● WORK TO COMPLETE:
Whatever the records say, give every one of them again exactly.

-- Opening Marker --

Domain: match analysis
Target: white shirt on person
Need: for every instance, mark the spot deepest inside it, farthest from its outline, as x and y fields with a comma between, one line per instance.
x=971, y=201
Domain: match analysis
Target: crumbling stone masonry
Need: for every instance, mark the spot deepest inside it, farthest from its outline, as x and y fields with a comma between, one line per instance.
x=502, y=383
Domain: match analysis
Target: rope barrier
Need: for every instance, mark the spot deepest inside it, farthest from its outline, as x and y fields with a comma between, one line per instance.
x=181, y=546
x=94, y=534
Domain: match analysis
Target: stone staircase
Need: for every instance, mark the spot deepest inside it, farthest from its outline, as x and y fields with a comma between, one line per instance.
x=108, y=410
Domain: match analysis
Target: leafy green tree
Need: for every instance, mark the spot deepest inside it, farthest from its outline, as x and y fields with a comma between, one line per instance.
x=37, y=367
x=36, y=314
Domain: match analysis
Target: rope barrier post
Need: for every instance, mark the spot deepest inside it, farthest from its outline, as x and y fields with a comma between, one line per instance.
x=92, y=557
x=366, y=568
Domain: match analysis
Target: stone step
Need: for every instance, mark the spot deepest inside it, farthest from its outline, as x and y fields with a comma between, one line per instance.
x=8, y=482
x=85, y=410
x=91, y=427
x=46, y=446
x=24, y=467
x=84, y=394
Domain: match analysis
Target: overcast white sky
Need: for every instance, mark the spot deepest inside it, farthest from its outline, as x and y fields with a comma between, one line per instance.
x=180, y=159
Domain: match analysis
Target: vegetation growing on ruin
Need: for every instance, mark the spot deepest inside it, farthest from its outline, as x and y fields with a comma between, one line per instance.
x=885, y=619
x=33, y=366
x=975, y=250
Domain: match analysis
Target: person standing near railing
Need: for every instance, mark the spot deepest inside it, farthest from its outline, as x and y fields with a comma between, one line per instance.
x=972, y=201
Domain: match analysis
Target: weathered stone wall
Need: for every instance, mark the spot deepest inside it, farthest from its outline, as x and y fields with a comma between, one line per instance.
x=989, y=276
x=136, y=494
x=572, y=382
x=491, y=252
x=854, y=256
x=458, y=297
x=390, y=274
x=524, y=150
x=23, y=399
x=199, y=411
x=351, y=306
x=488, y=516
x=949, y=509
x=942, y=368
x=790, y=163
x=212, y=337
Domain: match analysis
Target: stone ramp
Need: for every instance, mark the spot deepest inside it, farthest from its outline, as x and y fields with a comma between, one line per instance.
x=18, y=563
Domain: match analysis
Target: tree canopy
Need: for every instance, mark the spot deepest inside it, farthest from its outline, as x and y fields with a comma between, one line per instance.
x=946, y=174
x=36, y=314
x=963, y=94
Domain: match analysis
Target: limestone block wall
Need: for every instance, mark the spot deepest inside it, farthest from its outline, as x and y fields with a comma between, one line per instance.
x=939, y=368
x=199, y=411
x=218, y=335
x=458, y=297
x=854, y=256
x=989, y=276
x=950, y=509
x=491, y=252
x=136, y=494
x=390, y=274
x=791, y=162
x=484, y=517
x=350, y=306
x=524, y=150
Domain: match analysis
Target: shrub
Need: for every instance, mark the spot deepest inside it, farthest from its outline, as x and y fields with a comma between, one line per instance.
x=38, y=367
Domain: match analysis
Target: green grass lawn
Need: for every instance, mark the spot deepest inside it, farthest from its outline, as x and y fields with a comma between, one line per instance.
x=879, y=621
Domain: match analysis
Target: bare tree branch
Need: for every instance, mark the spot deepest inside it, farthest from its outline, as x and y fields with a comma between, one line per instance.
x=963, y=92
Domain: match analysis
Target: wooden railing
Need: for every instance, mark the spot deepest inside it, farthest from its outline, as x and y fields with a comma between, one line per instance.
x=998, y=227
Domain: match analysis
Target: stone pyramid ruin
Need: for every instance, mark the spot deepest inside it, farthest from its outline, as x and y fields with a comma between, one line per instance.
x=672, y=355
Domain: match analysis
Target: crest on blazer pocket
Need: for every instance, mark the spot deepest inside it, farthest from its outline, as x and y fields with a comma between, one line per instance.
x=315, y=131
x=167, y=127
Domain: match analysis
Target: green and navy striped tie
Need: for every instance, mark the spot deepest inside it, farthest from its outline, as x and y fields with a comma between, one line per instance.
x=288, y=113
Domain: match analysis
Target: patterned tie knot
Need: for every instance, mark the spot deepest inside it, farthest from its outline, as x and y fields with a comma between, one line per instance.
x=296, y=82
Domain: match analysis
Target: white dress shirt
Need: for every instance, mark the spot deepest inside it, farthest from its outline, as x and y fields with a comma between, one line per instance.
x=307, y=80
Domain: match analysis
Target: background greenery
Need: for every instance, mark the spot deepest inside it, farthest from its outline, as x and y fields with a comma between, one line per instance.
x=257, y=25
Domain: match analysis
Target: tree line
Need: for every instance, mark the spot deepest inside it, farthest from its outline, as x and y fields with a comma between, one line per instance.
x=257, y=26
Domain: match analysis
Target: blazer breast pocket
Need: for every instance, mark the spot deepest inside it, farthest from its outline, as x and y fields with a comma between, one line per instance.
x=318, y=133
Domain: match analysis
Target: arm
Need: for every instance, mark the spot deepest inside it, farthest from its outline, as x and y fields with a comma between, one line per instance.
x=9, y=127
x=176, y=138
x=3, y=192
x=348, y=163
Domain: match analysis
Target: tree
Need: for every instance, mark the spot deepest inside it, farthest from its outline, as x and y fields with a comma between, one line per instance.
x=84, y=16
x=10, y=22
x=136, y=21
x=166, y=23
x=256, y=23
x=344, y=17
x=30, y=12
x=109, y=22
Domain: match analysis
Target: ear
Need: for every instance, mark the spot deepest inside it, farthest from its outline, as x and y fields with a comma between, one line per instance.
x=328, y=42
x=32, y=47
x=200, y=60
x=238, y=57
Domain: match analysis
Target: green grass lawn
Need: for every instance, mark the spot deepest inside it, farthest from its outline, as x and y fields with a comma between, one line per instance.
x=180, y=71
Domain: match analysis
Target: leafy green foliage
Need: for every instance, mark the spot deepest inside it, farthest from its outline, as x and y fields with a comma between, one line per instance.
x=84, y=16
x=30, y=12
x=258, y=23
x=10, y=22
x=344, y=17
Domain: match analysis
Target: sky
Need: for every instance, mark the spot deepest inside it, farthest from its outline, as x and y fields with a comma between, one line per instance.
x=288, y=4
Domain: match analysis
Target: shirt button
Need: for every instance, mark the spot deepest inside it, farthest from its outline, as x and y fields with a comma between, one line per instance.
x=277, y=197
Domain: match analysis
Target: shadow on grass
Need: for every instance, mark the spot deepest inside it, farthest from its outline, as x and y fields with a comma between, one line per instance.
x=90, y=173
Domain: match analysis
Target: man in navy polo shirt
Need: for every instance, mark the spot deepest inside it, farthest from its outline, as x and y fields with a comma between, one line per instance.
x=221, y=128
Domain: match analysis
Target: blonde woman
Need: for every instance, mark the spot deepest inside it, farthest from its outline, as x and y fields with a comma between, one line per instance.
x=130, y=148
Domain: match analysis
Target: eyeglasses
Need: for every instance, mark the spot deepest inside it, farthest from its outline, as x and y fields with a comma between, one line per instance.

-- Closing Marker --

● TASK ANSWER:
Domain: match analysis
Target: white shirt on person
Need: for every instance, mark the spot deepest inside it, farthest from its outline, as x and y fields with a comma between, one line per instance.
x=971, y=201
Domain: match analysis
Target: crumbling stone masonry
Need: for every instance, mark the spot deepest inside it, farthest from its outline, as x and y fields with a comma between, one line per instance.
x=502, y=383
Domain: match analysis
Target: rope barrier
Need: for every instance, mark the spot deepest inside it, farthest from its outline, as x and y fields with a comma between, one line per instance.
x=181, y=546
x=94, y=534
Domain: match analysis
Target: stone staircase
Need: for every instance, mark the spot deepest inside it, farthest from its outline, as x and y fields with a comma between, one line per instance.
x=108, y=410
Domain: match analysis
Target: leafy green tree
Need: for every instance, mark the spot deepest inside it, farthest from its outline, as x and y fields with a comma between, one line per instance.
x=37, y=367
x=36, y=314
Domain: match analysis
Target: rope barrier post
Need: for every instance, mark the spot deepest inside it, farthest from its outline, as x and y fields with a comma between, one line per instance.
x=92, y=557
x=366, y=568
Domain: match analysis
Target: stone step
Need: for every instance, mark the spot deepest inside it, farthest from its outline, as x and y fields with a comma between, one line per instance.
x=8, y=482
x=85, y=410
x=91, y=427
x=46, y=446
x=24, y=467
x=84, y=394
Domain: match analysis
Target: overcast white sky
Need: for every instance, mark the spot deepest inside it, farthest from its outline, as x and y fields with a comma between, one line per instance.
x=180, y=159
Domain: match analysis
Target: vegetation growing on ruin
Need: for every instance, mark the spot deepest inside it, farthest from its outline, as x and y fields with a comma between, one line per instance.
x=885, y=619
x=33, y=366
x=975, y=250
Domain: match analysis
Target: person standing near railing
Need: for every instance, mark the spot deepest inside it, farthest from its outline, as x and y fields with a comma between, one line per instance.
x=972, y=201
Domain: match analysis
Target: weathered stone wall
Need: for every instance, mark the spot deepest inside it, farthest from its outline, as x and y fields with a comma between, one line per instance.
x=989, y=276
x=136, y=494
x=572, y=382
x=491, y=252
x=854, y=256
x=458, y=297
x=390, y=274
x=524, y=150
x=23, y=399
x=199, y=411
x=351, y=306
x=488, y=516
x=949, y=509
x=942, y=368
x=790, y=163
x=212, y=337
Domain: match analysis
Target: stone ramp
Need: for every instance, mark the spot deepest inside it, farthest from its outline, as x and y fields with a comma between, one line per instance.
x=18, y=563
Domain: match analysis
Target: tree canopy
Need: for every instance, mark the spot deepest inside it, farthest from its outline, as x and y fields with a comma between, one line per instance.
x=946, y=174
x=36, y=314
x=963, y=94
Domain: match analysis
Target: limestone block wall
Need: for every instance, mark the spot deepest inside it, farthest from its outline, as x and y fields with a comma between, one line per instance.
x=939, y=368
x=199, y=411
x=218, y=335
x=458, y=297
x=854, y=256
x=989, y=276
x=950, y=509
x=491, y=252
x=136, y=494
x=390, y=274
x=791, y=162
x=484, y=517
x=350, y=306
x=524, y=150
Domain: match analysis
Target: shrub
Need: for every instance, mark the spot deepest inside it, farthest from its outline, as x and y fields with a comma between, one line per instance.
x=38, y=367
Domain: match analysis
Target: green grass lawn
Need: for every instance, mark the spot deepest inside it, farthest from its outline, as x and y fields with a comma between, one line per instance.
x=879, y=621
Domain: match analysis
Target: bare tree branch
Need: for every instance, mark the spot deepest inside it, farthest from its outline, as x and y fields with a comma between, one line per instance.
x=963, y=92
Domain: match analysis
Target: wooden railing
Need: for every instance, mark the spot deepest inside it, farthest from its outline, as x and y fields with a comma between, one line per instance.
x=998, y=227
Domain: match analysis
Target: stone pyramid ruin
Need: for every instance, mark the spot deepest inside it, farthest from its outline, as x and y fields with a comma between, one line per instance.
x=672, y=355
Domain: match analysis
Target: crest on blazer pocket
Need: for every instance, mark the spot deepest inside it, farthest from its outline, as x and y fields with a comma between, one line per instance.
x=315, y=131
x=167, y=127
Domain: match analysis
Target: green and navy striped tie
Need: for every instance, mark the spot deepest inside it, farthest from its outline, as x and y fields with a comma between, one line per instance.
x=288, y=113
Domain: match analysis
Target: patterned tie knot
Need: for every instance, mark the spot deepest inside it, farthest from its outline, as x and y fields with a comma between, one line per instance.
x=296, y=82
Domain: match analysis
Target: white dress shirt
Need: for every instance, mark the spot deepest inside it, farthest from its outline, as x and y fields with a comma between, one line per instance.
x=307, y=80
Domain: match analysis
Target: background greenery
Need: for every instance, mark the spot deepest inside it, farthest from its outline, as x and y fields with a comma between, one line per instance.
x=257, y=25
Domain: match analysis
Target: tree line
Need: for every instance, mark the spot deepest inside it, farthest from its outline, as x and y fields with a comma between, one line per instance.
x=257, y=26
Domain: match analysis
Target: blazer breast pocket
Need: for every instance, mark the spot deepest inside it, farthest from its outline, as x and y fields with a comma between, one line per instance.
x=318, y=133
Domain: match analysis
Target: arm
Need: for every instance, mark the spot deepest inside it, farthest from its outline, as x and y fields with a comma between, one line per instance.
x=9, y=127
x=176, y=138
x=3, y=192
x=348, y=163
Domain: match analysis
Target: tree
Need: for every instance, mark the spot deepest inside it, farthest from its outline, as x and y fields with a comma between, one line per instance.
x=84, y=16
x=10, y=22
x=136, y=21
x=166, y=23
x=256, y=23
x=344, y=17
x=30, y=12
x=109, y=22
Domain: match analysis
Target: ear
Need: for every instance, mark the spot deepest inside it, farthest from its outline, as x and y fields with a comma between, one line per instance.
x=328, y=42
x=32, y=47
x=200, y=60
x=238, y=57
Domain: match analysis
Target: green grass lawn
Need: for every instance, mark the spot deepest inside it, farthest from its outline, as x and y fields with a comma between, one line per instance.
x=180, y=71
Domain: match analysis
Target: leafy green foliage
Need: for every instance, mark the spot deepest inside it, farthest from its outline, as x and y fields with a comma between, one line per instance.
x=84, y=16
x=30, y=12
x=258, y=23
x=10, y=22
x=344, y=17
Domain: match analysis
Target: sky
Need: for every instance, mark the spot deepest inside it, farthest from its outline, as x and y fields with a comma between, one line per instance.
x=288, y=4
Domain: match analysis
Target: shirt button
Need: for every instance, mark the spot deepest inside it, farthest from its outline, as x and y fields with a comma between, one line per instance.
x=277, y=197
Domain: match analysis
Target: shadow on grass
Need: for every instance, mark the spot deepest inside it, farthest from its outline, as x and y fields with a comma between, one line per instance.
x=90, y=173
Domain: match analysis
Target: man in navy polo shirt
Need: for every instance, mark the spot deepest inside it, farthest from its outline, as x and y fields with a comma between, one line per instance.
x=221, y=128
Domain: match analysis
Target: blonde woman
Need: for every instance, mark the spot deepest inside it, farthest from its outline, as x and y fields with a comma between, one line per instance.
x=130, y=148
Domain: match analysis
Target: eyeglasses
Need: for every instance, mark the spot deepest inside it, farthest from its outline, as x and y fields with a comma between, one line per instance.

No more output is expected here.